## Выбранный текст
——————————

Его не в чем упрекнуть, ему трудно что-либо предъявить. Он еще слишком молод, в сущности, он еще юноша. И службу несет исправно, и об умном порассуждает, а нет-нет да и отколет что-нибудь мальчишеское. По-детски сплутует – «жгли ворованные в лаборатории свечки…»; «пошел в магазин купить струны; украл там стальное перо; поделом – мошенники за все вдвое берут; и я взял вместо одного два, и – сократятся» – тут не столько выгоды, сколько удовольствия. В ожидании караула, направляясь от Выборгской заставы к Старой Деревне, занимается «осушением луж, сводя их в канаву», – верно, саблей или ножнами? Заглядывается на барышень: «видели только одну хорошенькую», «пошел к всенощной – пропасть фуфирок»; и с удовольствием вспоминает, как на Пасху в гостях ему «гадали и отгадывали, допрашивали и испытывали по части дел любовных». В церкви во время службы пересмеивается с юнкерами. Дурачится: «…на плоту… пили воду, пиво, трогали лягушек и выходящих из лодок девушек…»

Мир его еще узок, потребности скромны, а претензии небогаты. Он доволен жизнью, бодр и полон неистраченных сил. Все складывается удачно. Ранний геморрой беспокоит, так он излечим, да от него и не умирают. Денег нет, так будем справедливы – откуда им быть-то, всё еще впереди. Он разумен и спокоен, он старается, ровная карьера светит ему, а с нею и постепенное поправление житейских обстоятельств.

И точно: в конце 1836 года исправно получил лишнюю (подпоручицкую) звездочку, а с нею и лишние сто рублей – не шутка, а еще через два года получил поручика, и жалованье стало неслыханным – тысяча рублей. Так, глядишь, лет через двадцать, а то и пятнадцать, явятся ему генеральские витые эполеты, а с ними, может быть, и полк. Путь впереди предстоял благополучный, путь только наверх – пусть не на самый верх и не вдруг, но уж наверняка.

Словом, это был дюжинный гвардейский офицер, совсем такой, как остальные.

ГЛАВА ТРЕТЬЯ

Между тем отличие было, и громадное – дар, отпущенный ему самой природой. Правда, дар этот еще только проглядывал, обнаруживался робко и в полной несоразмерности со своими истинными масштабами – еще не осознавался ни как дар, ни как призвание. Призвание ведь не осеняет само собою, к нему нужно прийти, а можно и не прийти. Иной проживет с талантом всю жизнь и лишь к старости узнает, а то и не узнает вовсе, что в нем скрывался «какой-нибудь Наполеон, не предводительствовавший ни одною егерскою ротою, или другой Декарт, не напечатавший ни одной строки в “Московском телеграфе”».

——————————

## Общий список
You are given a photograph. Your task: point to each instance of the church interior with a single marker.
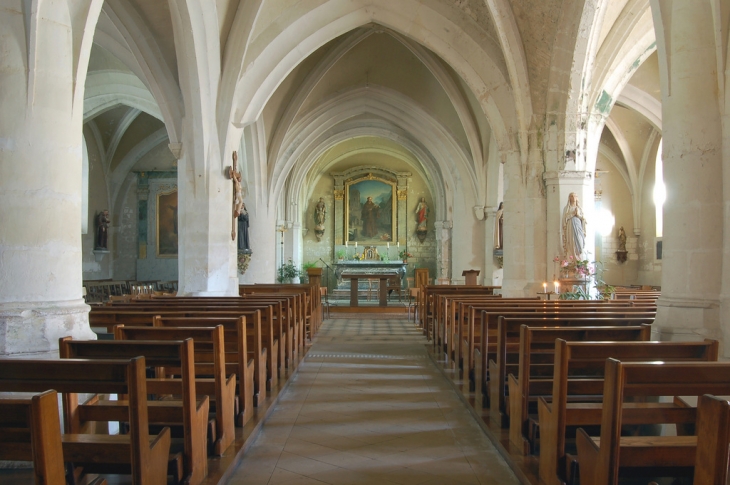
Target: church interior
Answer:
(196, 147)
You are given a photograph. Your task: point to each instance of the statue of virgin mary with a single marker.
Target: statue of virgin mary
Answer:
(574, 228)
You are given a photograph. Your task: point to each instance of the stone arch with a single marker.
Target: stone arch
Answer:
(400, 114)
(157, 74)
(484, 75)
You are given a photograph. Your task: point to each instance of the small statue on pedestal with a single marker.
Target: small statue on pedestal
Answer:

——————————

## Набор заданий
**1.** Какое жалованье стал получать герой после производства в поручики, согласно выбранному тексту?
**2.** Назовите три вещи, которые у героя выбранного текста названы еще узкими, скромными или небогатыми.
**3.** Перепишите из выбранного текста без единого изменения часть, которая открывается словами, содержащими «И точно: в конце», и завершается словами «такой, как остальные.».

## Ответы по заданиям
**1.** Тысячу рублей.

**2.** Мир, потребности и претензии.

**3.**
И точно: в конце 1836 года исправно получил лишнюю (подпоручицкую) звездочку, а с нею и лишние сто рублей – не шутка, а еще через два года получил поручика, и жалованье стало неслыханным – тысяча рублей. Так, глядишь, лет через двадцать, а то и пятнадцать, явятся ему генеральские витые эполеты, а с ними, может быть, и полк. Путь впереди предстоял благополучный, путь только наверх – пусть не на самый верх и не вдруг, но уж наверняка.

Словом, это был дюжинный гвардейский офицер, совсем такой, как остальные.